- Task to complete -
Copy every item below word for word, leaving out the pictures.

- Records to use -
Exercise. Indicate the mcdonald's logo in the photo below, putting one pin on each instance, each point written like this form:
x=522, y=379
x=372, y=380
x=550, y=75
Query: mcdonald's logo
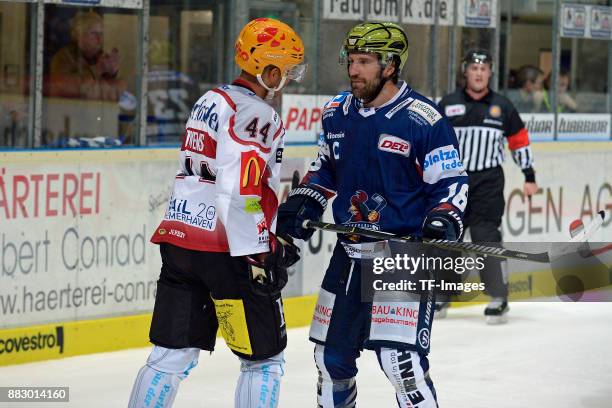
x=251, y=172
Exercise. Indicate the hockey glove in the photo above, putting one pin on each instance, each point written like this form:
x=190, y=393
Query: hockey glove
x=270, y=275
x=303, y=203
x=443, y=222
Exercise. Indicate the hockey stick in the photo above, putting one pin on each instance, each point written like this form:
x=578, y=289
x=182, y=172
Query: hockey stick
x=503, y=253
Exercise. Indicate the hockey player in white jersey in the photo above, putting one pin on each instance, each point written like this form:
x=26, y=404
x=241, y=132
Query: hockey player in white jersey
x=222, y=266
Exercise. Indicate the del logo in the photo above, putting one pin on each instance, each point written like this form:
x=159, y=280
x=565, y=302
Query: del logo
x=393, y=144
x=251, y=172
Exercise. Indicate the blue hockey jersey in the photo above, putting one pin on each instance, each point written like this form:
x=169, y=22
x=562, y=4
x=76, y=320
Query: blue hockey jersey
x=389, y=166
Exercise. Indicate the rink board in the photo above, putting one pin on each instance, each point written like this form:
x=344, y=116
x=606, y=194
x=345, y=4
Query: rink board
x=58, y=204
x=66, y=339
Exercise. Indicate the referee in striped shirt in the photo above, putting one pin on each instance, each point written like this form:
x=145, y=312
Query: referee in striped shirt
x=482, y=119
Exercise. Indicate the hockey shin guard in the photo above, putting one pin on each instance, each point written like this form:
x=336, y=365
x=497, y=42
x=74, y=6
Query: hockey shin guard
x=259, y=382
x=157, y=382
x=336, y=387
x=408, y=371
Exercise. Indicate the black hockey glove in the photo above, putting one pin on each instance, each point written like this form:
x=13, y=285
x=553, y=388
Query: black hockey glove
x=303, y=203
x=270, y=275
x=443, y=222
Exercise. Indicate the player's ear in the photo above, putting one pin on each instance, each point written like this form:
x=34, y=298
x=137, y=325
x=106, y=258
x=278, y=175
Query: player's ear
x=272, y=75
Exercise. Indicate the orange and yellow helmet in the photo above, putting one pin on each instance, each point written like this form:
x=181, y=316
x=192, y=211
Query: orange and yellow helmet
x=265, y=41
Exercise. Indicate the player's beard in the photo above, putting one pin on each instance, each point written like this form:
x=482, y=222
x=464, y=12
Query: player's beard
x=370, y=90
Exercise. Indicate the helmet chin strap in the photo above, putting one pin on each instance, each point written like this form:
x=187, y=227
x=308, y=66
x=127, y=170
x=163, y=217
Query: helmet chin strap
x=271, y=91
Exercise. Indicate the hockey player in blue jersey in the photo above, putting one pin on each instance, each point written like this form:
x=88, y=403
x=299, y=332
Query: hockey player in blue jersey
x=391, y=160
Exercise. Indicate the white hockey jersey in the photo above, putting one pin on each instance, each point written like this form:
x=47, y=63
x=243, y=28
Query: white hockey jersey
x=225, y=193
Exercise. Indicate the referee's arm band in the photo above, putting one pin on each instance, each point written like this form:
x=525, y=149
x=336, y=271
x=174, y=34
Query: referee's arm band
x=529, y=175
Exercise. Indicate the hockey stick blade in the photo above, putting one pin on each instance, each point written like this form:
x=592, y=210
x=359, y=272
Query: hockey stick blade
x=587, y=232
x=478, y=249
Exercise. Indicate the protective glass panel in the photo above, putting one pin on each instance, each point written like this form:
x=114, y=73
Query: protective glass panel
x=182, y=65
x=90, y=77
x=15, y=90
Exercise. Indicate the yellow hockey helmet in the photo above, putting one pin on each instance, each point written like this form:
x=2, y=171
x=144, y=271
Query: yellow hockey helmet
x=266, y=41
x=385, y=39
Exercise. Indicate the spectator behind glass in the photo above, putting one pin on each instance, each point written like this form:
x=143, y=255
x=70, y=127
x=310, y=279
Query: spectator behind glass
x=565, y=103
x=82, y=69
x=530, y=97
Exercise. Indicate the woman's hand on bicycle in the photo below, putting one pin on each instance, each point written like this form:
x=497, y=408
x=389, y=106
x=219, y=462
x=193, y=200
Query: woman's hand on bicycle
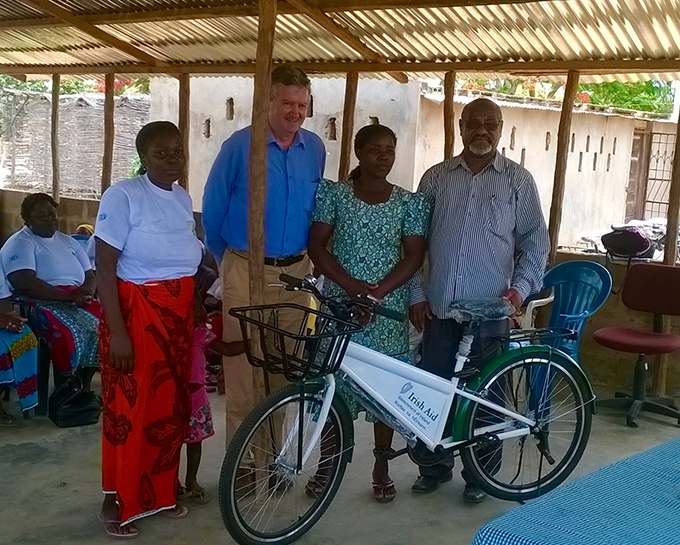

- Final result -
Exercise. Indicate the mcdonald's logo in the photo below, putting one pin on each instance, each point written like this form:
x=522, y=379
x=372, y=380
x=550, y=75
Query: mcdonald's logo
x=251, y=172
Exercise. Indicate the hockey glove in the photo above, putting one pin on each instance, each point written like this form:
x=190, y=393
Query: hockey glove
x=270, y=275
x=303, y=203
x=443, y=222
Exercise. Indicate the hockey stick in the photo above, putting one pin on each instance, each point written like this form:
x=578, y=289
x=182, y=172
Query: hockey stick
x=503, y=253
Exercise. Indicate the hockey player in white jersey in the photo above, putting one pin on each instance, each point written like this form:
x=26, y=404
x=241, y=132
Query: hockey player in white jersey
x=222, y=266
Exercise. Indicate the del logo in the photo above, putting one pin on each instance, each point written like this form:
x=159, y=280
x=565, y=302
Query: del logo
x=393, y=144
x=251, y=172
Exercise. Indicate the blue hockey jersey in the photo above, putting one pin on each instance, each point written like this form:
x=169, y=22
x=562, y=4
x=76, y=320
Query: blue hockey jersey
x=389, y=166
Exercise. Indicate the rink board in the photo above, putting one pin on each instance, each point written like this form:
x=344, y=116
x=606, y=194
x=345, y=4
Query: rink board
x=58, y=204
x=66, y=339
Exercise. Indicate the referee in striped shirt in the photo above, putting one pin on each instance, each point written like this form:
x=145, y=312
Query: referee in striped shirt
x=482, y=119
Exercise. Indicate the hockey shin guard in the photo above, putting one pin on each instance, each point written like this form:
x=336, y=365
x=497, y=42
x=74, y=6
Query: hockey shin guard
x=259, y=382
x=157, y=382
x=336, y=387
x=408, y=371
Exercise. Indicate the black hockey glove in the photo above, putting one pin on each instance, each point written like this form:
x=13, y=285
x=553, y=388
Query: black hockey glove
x=303, y=203
x=270, y=275
x=443, y=222
Exercise. Indicate the player's ear in the photo above, putting one pin on each instance, each point written like this form:
x=34, y=298
x=137, y=325
x=106, y=258
x=278, y=175
Query: player's ear
x=272, y=75
Exercise. Indicate the orange and yellow helmet in the photo above, putting one pin on each instance, each point written like this form:
x=181, y=316
x=192, y=211
Query: orange and yellow helmet
x=265, y=41
Exercise. Indicate the player's beard in the photo above, putting one pin on each instance, each point written like this form:
x=482, y=222
x=464, y=12
Query: player's beard
x=370, y=90
Exercise. Indicate the helmet chin strap in the photo above, putting one pin on each instance, each point written like this form:
x=187, y=227
x=308, y=66
x=127, y=170
x=163, y=217
Query: helmet chin strap
x=271, y=91
Exercise. Indicate the hockey player in blue jersey in the photo above, putting one pin on each instance, each point written like this form:
x=88, y=403
x=299, y=332
Query: hockey player in blue jersey
x=391, y=160
Exercise. Indicate the white hockey jersey in the photo above, putting one pin on each instance, each point written like this form:
x=47, y=63
x=243, y=28
Query: white hockey jersey
x=225, y=193
Exercise. Indicate the referee's arm band in the photo above, putting one pin on each instance, each point written like this form:
x=525, y=149
x=336, y=271
x=174, y=34
Query: referee's arm band
x=529, y=175
Exercise. Indicate the hockey stick blade in the photo above, putting one pin on each instance, each point written like this form:
x=592, y=210
x=359, y=272
Query: hockey stick blade
x=587, y=232
x=478, y=249
Exercise. Indicate the protective glass panel in the photo above, putting one pin on each instance, each point written like this form:
x=114, y=73
Query: protective glass panel
x=182, y=65
x=90, y=77
x=15, y=90
Exercise. Indicate the yellow hockey helmet in the photo above, putting one pin on each instance, each point written like this form:
x=2, y=171
x=144, y=271
Query: yellow hockey helmet
x=266, y=41
x=385, y=39
Exercise. Indicate the spectator behind glass in the photo above, putting one pin on each instance, each point written like this form:
x=143, y=255
x=70, y=127
x=310, y=279
Query: spectator behind glass
x=565, y=103
x=82, y=69
x=530, y=97
Exercise. Indicate the woman's hand on bicycle in the photo below, putting one pin on each instance, each point written like this form:
x=497, y=408
x=389, y=106
x=219, y=462
x=193, y=200
Query: woman's hand on bicycle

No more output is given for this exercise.